**Point-based annotation data**
# # #

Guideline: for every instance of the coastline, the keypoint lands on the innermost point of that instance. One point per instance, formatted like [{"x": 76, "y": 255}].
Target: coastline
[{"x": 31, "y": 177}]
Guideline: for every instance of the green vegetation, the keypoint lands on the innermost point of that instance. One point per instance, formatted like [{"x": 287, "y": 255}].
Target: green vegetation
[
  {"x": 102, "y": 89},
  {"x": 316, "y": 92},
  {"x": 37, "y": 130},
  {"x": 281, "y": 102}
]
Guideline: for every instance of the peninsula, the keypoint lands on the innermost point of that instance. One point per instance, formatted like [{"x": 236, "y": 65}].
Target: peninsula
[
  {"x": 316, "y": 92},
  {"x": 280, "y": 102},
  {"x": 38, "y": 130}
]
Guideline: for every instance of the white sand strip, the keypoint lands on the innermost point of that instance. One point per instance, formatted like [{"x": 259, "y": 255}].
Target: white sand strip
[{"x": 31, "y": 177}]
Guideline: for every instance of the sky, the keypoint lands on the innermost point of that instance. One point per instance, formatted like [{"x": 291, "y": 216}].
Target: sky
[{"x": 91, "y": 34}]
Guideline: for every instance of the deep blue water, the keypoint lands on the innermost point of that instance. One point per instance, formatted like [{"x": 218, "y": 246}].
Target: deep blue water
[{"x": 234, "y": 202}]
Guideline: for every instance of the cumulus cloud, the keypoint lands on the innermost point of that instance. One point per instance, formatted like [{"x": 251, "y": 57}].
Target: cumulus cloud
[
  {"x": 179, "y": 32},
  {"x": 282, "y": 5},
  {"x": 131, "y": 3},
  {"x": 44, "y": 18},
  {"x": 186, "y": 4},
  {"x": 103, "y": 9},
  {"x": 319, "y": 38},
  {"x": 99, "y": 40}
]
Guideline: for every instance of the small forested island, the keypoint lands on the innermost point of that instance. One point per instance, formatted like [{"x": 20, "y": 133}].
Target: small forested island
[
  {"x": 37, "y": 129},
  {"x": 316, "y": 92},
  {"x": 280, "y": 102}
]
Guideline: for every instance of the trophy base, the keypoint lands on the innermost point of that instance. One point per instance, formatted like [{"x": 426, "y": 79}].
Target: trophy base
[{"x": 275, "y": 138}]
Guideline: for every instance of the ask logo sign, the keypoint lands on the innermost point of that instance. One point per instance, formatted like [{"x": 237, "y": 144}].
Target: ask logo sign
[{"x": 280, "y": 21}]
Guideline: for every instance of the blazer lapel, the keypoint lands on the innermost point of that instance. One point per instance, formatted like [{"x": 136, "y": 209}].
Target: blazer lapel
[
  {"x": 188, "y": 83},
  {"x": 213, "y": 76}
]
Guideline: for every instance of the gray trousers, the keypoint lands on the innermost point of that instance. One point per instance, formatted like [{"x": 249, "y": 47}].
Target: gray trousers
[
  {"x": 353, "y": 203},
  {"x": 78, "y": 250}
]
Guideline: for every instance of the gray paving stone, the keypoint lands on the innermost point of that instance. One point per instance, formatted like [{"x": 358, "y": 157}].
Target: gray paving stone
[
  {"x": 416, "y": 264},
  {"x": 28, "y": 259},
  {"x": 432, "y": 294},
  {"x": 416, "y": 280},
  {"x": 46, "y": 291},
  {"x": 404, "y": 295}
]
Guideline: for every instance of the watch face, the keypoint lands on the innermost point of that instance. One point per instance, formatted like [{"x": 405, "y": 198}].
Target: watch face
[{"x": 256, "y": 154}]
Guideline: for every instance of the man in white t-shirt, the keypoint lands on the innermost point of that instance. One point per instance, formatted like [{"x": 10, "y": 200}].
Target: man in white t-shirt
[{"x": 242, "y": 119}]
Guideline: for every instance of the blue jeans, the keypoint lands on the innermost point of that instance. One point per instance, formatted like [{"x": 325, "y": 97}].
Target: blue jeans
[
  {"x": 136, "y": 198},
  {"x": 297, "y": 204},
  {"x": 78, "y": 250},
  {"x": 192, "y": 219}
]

# # #

**Aim**
Your task is to repeat every line exactly.

**Written solution**
Guideline: for every instance of the coastline, the keypoint lands on the innermost point of that instance. One point per instance, formatted like [{"x": 76, "y": 255}].
Target: coastline
[{"x": 31, "y": 177}]
Guideline: for every instance of the green vegetation, the keypoint lands on the innermost point of that instance. One point per instance, formatted like [{"x": 287, "y": 255}].
Target: green vegetation
[
  {"x": 102, "y": 89},
  {"x": 316, "y": 92},
  {"x": 37, "y": 130},
  {"x": 281, "y": 102}
]
Guideline: for every instance of the peninsula, the keypoint lands on the innermost point of that instance. One point per instance, formatted like [{"x": 236, "y": 65}].
Target: peninsula
[
  {"x": 316, "y": 92},
  {"x": 280, "y": 102},
  {"x": 38, "y": 130}
]
Guideline: for every instance of the white sand strip, the keypoint lands on the innermost point of that instance. One point per instance, formatted like [{"x": 259, "y": 255}].
Target: white sand strip
[{"x": 31, "y": 177}]
Guideline: for every instance of the sky, the keypoint lands on the innermost point of that instance. One point per instance, formatted like [{"x": 291, "y": 216}].
Target: sky
[{"x": 91, "y": 34}]
Guideline: for every instance of the deep blue water, the keypoint lands on the innermost point of that instance. One point per instance, formatted like [{"x": 218, "y": 246}].
Target: deep blue water
[{"x": 234, "y": 202}]
Guideline: for every instance of the cumulus cloud, the keypoint lands on the innermost point of that instance. One point per instance, formatted like [{"x": 251, "y": 57}].
Target: cumulus cloud
[
  {"x": 179, "y": 32},
  {"x": 282, "y": 5},
  {"x": 131, "y": 3},
  {"x": 44, "y": 18},
  {"x": 186, "y": 4},
  {"x": 103, "y": 9},
  {"x": 319, "y": 38},
  {"x": 99, "y": 40}
]
Guideline: for every instance of the small forested island, the keypoint lands on the innermost point of that instance. One point per instance, formatted like [{"x": 20, "y": 133}].
Target: small forested island
[
  {"x": 37, "y": 129},
  {"x": 316, "y": 92},
  {"x": 280, "y": 102}
]
Guideline: for every instance of the trophy base, the keypoint lands on the innermost point of that instance. One point per instance, formatted like [{"x": 426, "y": 79}].
Target: trophy base
[{"x": 275, "y": 138}]
Guideline: for every instance of the ask logo sign, the keypoint lands on the innermost point of that instance. One point per instance, formatted like [{"x": 237, "y": 144}].
Target: ask logo sign
[{"x": 280, "y": 21}]
Guideline: for every instance of the blazer lapel, the keypoint lands on the innermost point of that instance. One point per instance, formatted like [{"x": 136, "y": 209}].
Target: blazer lapel
[
  {"x": 188, "y": 83},
  {"x": 213, "y": 76}
]
Guideline: for every instance of the gray trousers, the keypoint lands on the innermost point of that instance. One point per instance, formatted like [{"x": 249, "y": 47}].
Target: gray trousers
[
  {"x": 353, "y": 203},
  {"x": 78, "y": 250}
]
Guideline: for every instance of the gray paving stone, the keypoint lands on the innermost point of that instance. One point per instance, formatted like [{"x": 358, "y": 157}].
Target: gray paving stone
[
  {"x": 416, "y": 264},
  {"x": 28, "y": 259},
  {"x": 432, "y": 294},
  {"x": 416, "y": 280},
  {"x": 46, "y": 291},
  {"x": 404, "y": 295}
]
Guideline: for every instance of the watch face, the keypoint lands on the innermost point of that instance. One point per instance, formatted like [{"x": 405, "y": 198}].
Target: watch face
[{"x": 256, "y": 154}]
Guideline: for every instance of the man in white t-shirt, the keypoint lands on the innermost point of that instance. One point per instance, formatted like [{"x": 10, "y": 200}].
Target: man in white t-shirt
[{"x": 242, "y": 119}]
Guideline: for every instance of the blue jeans, the keypoint lands on the innermost point of that instance. One point per instance, formatted like [{"x": 325, "y": 97}].
Target: blue jeans
[
  {"x": 136, "y": 198},
  {"x": 297, "y": 204},
  {"x": 78, "y": 250},
  {"x": 192, "y": 219}
]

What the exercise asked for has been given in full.